== Segment start ==

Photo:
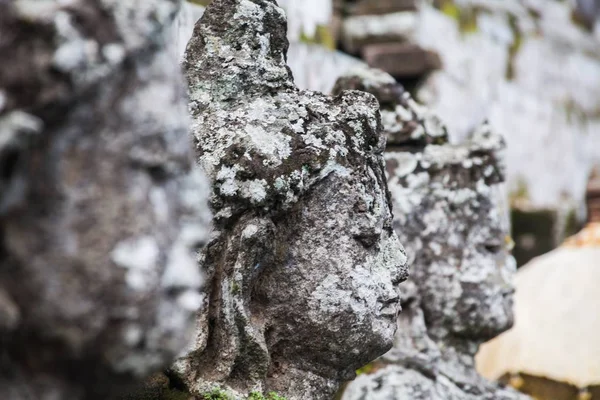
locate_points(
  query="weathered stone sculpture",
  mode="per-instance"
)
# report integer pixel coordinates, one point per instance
(446, 211)
(303, 266)
(99, 213)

== Segment end ==

### Problem:
Skip the images and write out the rest of the listing exactly.

### Solution for this task:
Photo:
locate_points(
  query="weathered stone sculpture",
  mode="per-instance"
)
# report integer pixel coordinates, one point per instance
(446, 211)
(303, 266)
(99, 213)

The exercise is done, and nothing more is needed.